GOAL:
Copy each entry as it stands, leaving nothing out.

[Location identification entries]
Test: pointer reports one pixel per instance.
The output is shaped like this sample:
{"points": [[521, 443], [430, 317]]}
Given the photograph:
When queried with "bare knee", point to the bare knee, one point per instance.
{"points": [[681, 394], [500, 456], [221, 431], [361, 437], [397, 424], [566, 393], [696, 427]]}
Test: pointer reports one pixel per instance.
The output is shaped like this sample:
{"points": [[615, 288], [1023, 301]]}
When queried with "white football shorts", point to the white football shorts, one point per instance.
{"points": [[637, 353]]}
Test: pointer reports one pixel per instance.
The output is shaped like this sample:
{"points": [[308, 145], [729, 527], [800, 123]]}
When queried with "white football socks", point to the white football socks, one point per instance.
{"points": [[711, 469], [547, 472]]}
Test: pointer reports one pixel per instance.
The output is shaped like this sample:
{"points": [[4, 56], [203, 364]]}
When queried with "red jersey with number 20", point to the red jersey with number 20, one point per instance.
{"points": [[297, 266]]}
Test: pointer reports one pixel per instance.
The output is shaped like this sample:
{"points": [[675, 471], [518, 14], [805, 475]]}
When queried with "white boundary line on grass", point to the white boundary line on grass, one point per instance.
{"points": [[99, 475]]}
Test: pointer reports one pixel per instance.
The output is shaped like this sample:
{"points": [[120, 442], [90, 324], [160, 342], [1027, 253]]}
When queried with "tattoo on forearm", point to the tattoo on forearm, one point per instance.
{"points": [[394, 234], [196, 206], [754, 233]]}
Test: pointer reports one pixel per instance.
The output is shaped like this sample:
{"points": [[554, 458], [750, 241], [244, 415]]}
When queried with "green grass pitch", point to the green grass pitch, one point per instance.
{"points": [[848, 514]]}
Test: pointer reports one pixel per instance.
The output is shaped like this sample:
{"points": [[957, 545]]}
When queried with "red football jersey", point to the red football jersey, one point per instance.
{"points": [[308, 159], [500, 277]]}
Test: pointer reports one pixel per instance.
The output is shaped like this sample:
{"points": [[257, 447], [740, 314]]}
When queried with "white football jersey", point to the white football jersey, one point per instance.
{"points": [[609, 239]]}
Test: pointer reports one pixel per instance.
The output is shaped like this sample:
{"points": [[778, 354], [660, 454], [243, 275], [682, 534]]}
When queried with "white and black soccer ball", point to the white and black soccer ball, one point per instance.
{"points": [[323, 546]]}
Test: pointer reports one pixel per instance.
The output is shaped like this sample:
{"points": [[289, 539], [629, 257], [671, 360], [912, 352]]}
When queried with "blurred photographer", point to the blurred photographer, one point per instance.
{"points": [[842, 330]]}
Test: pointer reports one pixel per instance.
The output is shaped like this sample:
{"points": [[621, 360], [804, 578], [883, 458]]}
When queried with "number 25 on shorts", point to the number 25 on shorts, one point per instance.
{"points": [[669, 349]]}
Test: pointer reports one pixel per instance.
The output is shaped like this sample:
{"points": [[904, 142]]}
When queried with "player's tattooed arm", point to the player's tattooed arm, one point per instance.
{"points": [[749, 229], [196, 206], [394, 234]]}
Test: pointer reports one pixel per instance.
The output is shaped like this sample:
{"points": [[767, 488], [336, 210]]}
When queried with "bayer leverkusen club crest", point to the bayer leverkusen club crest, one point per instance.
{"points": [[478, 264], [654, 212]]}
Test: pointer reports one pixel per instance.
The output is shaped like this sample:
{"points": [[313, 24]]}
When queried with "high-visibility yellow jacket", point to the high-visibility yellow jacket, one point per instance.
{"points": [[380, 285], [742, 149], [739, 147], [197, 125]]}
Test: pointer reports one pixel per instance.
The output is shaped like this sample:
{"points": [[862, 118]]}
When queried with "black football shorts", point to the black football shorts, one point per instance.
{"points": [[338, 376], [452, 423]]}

RESPONSE FOR THIS EXERCISE:
Test: pointer reports one pixel per instance.
The output is shaped like this sample:
{"points": [[521, 443], [430, 317]]}
Given the photograph:
When queried with "bare knee", point to the bare knee, one point per instance.
{"points": [[681, 394], [500, 456], [221, 431], [361, 437], [397, 424], [566, 393], [696, 427]]}
Test: pointer reports one pixel per instance.
The output is shaped like this sample:
{"points": [[615, 288], [1023, 301]]}
When queried with "white football shorts", point to the white football shorts, one point per instance.
{"points": [[637, 353]]}
Test: pointer reports one pixel per instance.
The output is shaped like this sample:
{"points": [[308, 145], [729, 527], [800, 123]]}
When queried with "white football socks", point to the white football socks, one point per instance.
{"points": [[711, 469], [547, 472]]}
Test: pointer reports one pixel per instance.
The output is shaped like this sample:
{"points": [[4, 56], [203, 364]]}
When queried with "red jersey with number 20", point to the red jersey with number 20, one point per instance.
{"points": [[297, 266]]}
Test: pointer reports one pixel per instance.
The output is shaped like this sample:
{"points": [[675, 471], [518, 14], [805, 475]]}
When queried with "white boundary line on grass", point to the white boundary line on grass, one point per instance.
{"points": [[99, 475]]}
Test: pointer reports one pixel per instance.
The output is shaped like this sample:
{"points": [[120, 442], [90, 324], [160, 342], [1027, 253]]}
When queried with "tattoo on forearm", point to the tattoo on forearm, one point per instance.
{"points": [[394, 234], [196, 206], [754, 233]]}
Test: pointer reports one pixel per instance.
The output is shaped like this sample:
{"points": [[554, 458], [750, 241], [244, 415]]}
When queried with "green grass pitch", point to the green grass pitch, one point per instance.
{"points": [[848, 514]]}
Test: pointer reports one pixel per instance.
The output is shaped like this sample:
{"points": [[957, 545]]}
When queried with "red football jersey", point to the red football jersey, one point per instance.
{"points": [[308, 159], [500, 277]]}
Test: pointer reports one pixel per instance.
The output is shaped like this sample:
{"points": [[257, 447], [740, 314]]}
When queried with "white football jersey", point to the white football jersey, one point per instance.
{"points": [[609, 239]]}
Test: pointer reports one pixel per instance.
The output is shaped like this sample:
{"points": [[778, 354], [660, 454], [243, 275], [682, 534]]}
When queried with "white and black soccer ball", point to the white and black soccer ball, one point per instance.
{"points": [[323, 546]]}
Test: pointer reports one pixel per instance.
The output is shaped like this sample:
{"points": [[289, 539], [629, 257], [671, 360], [912, 352]]}
When queried with "blurred photographer", point to the blurred photographer, one point per instance.
{"points": [[842, 330]]}
Test: pointer reports one pixel per instance.
The output is shaped like this sample:
{"points": [[621, 360], [804, 578], [883, 458]]}
When queried with "number 25 on shorts", point to the number 25 on shorts, one point per instance.
{"points": [[669, 349]]}
Test: pointer reports one pixel per instance.
The output is shaped like this sample:
{"points": [[904, 142]]}
When queried with "player's tattooed arm", point to the player's tattooed arm, one point per instance.
{"points": [[749, 229], [196, 206], [394, 234]]}
Test: pointer reports one pixel per instance.
The output is shaped like this sample:
{"points": [[767, 488], [336, 210]]}
When queried with "bayer leverkusen club crest", point to the bayer leverkusen club crest, one point per instance.
{"points": [[478, 264], [654, 212]]}
Test: pointer reports one pixel per instance.
The output is shaped like this sample:
{"points": [[313, 24]]}
When queried with "high-visibility yellow jacket", point to the high-visibility yellow jacket, one point per instance.
{"points": [[380, 285], [742, 149], [739, 147], [197, 125]]}
Test: pointer reports one pixel per instance.
The output is shaped like this sample:
{"points": [[862, 118]]}
When queried with "black football shorts", point to the black football shorts, one point per instance.
{"points": [[338, 376], [452, 423]]}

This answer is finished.